Pytorch深度学习之RNN

这里使用RNN中的LSTM对MNIST数据集做了分类。

  首先对这个代码做一个简要概述,我自己的理解:
    ①写在开头,这里采用的RNN中的长短期记忆LSTM是将RNN进行提升的一种算法,具体原理不解释,简要概括就是防止普通RNN中的梯度消失和梯度爆炸,以做到长短期记忆的效果,然后这里对详细怎么对MNIST进行分类预测的操作
    ②首先,这里MNIST数据集耳熟能详,为灰度图像,所以通道数为1,宽高分别为28,28
    ③然后我们对数据集进行batch分批,这里选取batch_size=100,所以下面的介绍向量均有一个维度为100,即Batch_size
    ④这里开始简述我们如何将一张图片划分为序列,我们将图片28*28分解为序列和Input_size,即按行选取序列,这里就是对应的每个序列就是网络图中的x1,x2,…,x28,其中每个 x i x_i xi均为图像中的一行,即长度为28
    ⑤然后我们将通道维度删除(因为为1,我们并不像RNN那样对通道进行改变)
    ⑥这时我们一张图片就有原来的(channel,weight,height)变为(input_size,sequence_size),即(1,28,28)->(28,28)
    ⑦然后对于RNNcell中的每个隐藏层 h i h_i hi,这里维度都是hidden,但是我们写到一起就是(num_layers,input_size, hidden_size),即(2,28,128),因为有num_layers层,每行有input_size个
    ⑧最终输出的out只是最上层的一行 h i h_i hi,所以要减去num_layers这一个维度,就得到(input_size, hidden_size),即(28, 128)
    ⑨然后我们只选取最后一个 h 28 h_{28} h28作为输出,所以会选取-1,维度就变为了(hidden_size)
    ⑩然后加入线性层(128,10)作为对最后的分类.

上代码:

import torch
import torch.nn as nn
import torchvision
import torchvision.transforms as transforms

device = torch.device('cuda' if torch.cuda.is_available() else 'cpu')
#序列长度为28
sequence_length = 28
#输入维度为28
input_size = 28
#隐藏层维度128
hidden_size = 128
#隐藏层数为2
num_layers = 2
#输出分类种类10
num_classes = 10
#每个batch大小
batch_size = 100
#训练epoch数
num_epochs = 2
#学习率
learning_rate = 0.01

train_dataset = torchvision.datasets.MNIST(root='data/',
                                           train=True,
                                           transform=transforms.ToTensor(),
                                           download=True)

test_dataset = torchvision.datasets.MNIST(root='data/',
                                          train=False,
                                          transform=transforms.ToTensor())

要做的事:
1. 下面三种说法是否与这篇 LSTM 教程相符？请逐条回答“是”或“否”，并引用原文中起决定作用的词句：(a) 每个 batch 的大小为 100；(b) 学习率设为 0.001；(c) 隐藏层数为 3。
2. 从最后一行之后接着续写这篇 LSTM 教程中的代码。

数据条目:
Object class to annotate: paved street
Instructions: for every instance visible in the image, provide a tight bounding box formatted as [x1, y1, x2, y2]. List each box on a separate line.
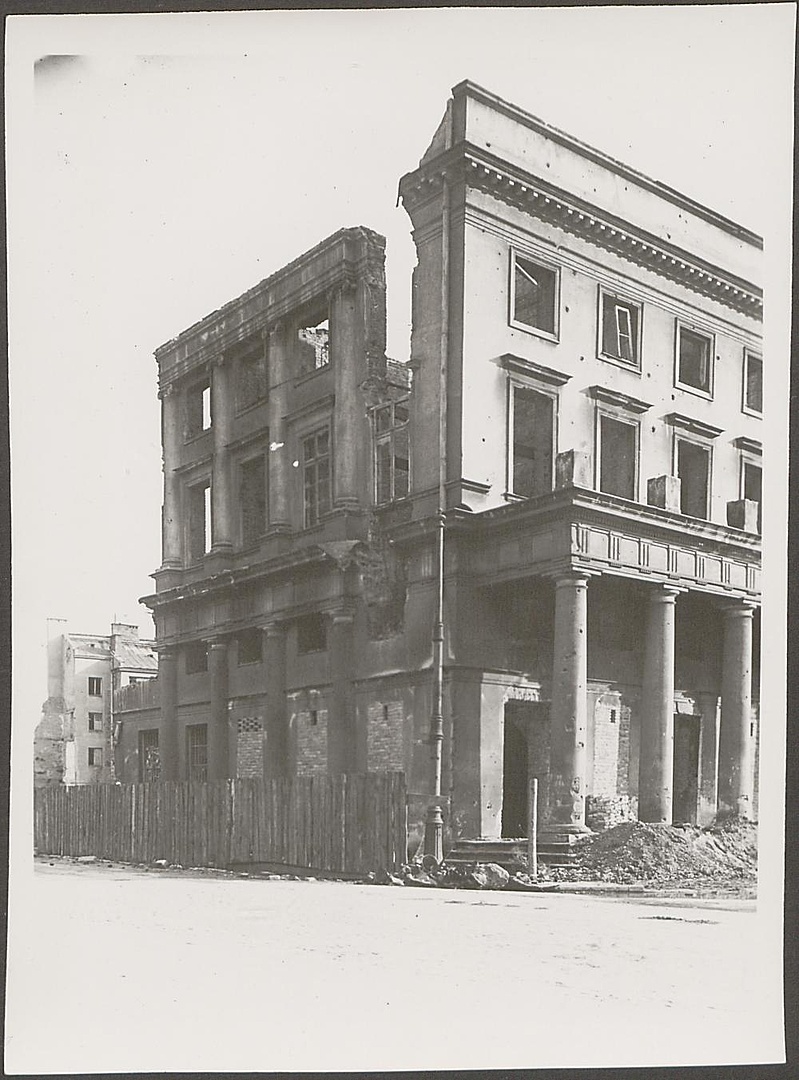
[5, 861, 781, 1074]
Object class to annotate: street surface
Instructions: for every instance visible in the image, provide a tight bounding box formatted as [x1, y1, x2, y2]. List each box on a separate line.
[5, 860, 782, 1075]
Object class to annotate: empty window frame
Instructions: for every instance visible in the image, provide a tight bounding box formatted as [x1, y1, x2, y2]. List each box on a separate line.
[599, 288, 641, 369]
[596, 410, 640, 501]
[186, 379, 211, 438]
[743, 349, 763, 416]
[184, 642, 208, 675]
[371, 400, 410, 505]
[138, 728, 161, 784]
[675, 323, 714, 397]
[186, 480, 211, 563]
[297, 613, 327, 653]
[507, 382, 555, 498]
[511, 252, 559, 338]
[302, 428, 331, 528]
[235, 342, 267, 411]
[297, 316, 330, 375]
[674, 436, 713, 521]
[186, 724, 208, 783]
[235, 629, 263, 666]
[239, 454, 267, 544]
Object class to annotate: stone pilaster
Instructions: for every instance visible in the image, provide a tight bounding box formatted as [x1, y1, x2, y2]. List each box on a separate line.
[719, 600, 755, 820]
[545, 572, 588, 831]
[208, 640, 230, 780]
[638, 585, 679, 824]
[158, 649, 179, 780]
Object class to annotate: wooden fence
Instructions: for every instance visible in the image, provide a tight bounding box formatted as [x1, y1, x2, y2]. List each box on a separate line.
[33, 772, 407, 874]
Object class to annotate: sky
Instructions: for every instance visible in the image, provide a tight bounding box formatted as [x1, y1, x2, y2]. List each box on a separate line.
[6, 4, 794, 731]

答案列表:
1.
(a) 是：“batch_size = 100”
(b) 否：“learning_rate = 0.01”
(c) 否：“num_layers = 2”

2.
# Data loader
train_loader = torch.utils.data.DataLoader(dataset=train_dataset,
                                           batch_size=batch_size,
                                           shuffle=True)

test_loader = torch.utils.data.DataLoader(dataset=test_dataset,
                                          batch_size=batch_size,
                                          shuffle=False)

class RNN(nn.Module):
    def __init__(self, input_size, hidden_size, num_layers, num_classes):
        super(RNN, self).__init__()
        self.hidden_size = hidden_size
        self.num_layers = num_layers
        self.lstm = nn.LSTM(input_size, hidden_size, num_layers, batch_first=True)
        self.fc = nn.Linear(hidden_size, num_classes)

    def forward(self, x):
        #h0为2,100,128(num_layers, batch_size, hidden_size)
        h0 = torch.zeros(self.num_layers, x.size(0), self.hidden_size).to(device)
        #c0同h0
        c0 = torch.zeros(self.num_layers, x.size(0), self.hidden_size).to(device)
        #经过lstm后输出变为100,28,128(batch,input_size,hidden_size)
        out, _= self.lstm(x, (h0, c0))
        #经过选取最后一个隐藏层变为(100,128),然后通过线性层变为100, 128,经过fc线性层变为100, 10(batch, num_classes)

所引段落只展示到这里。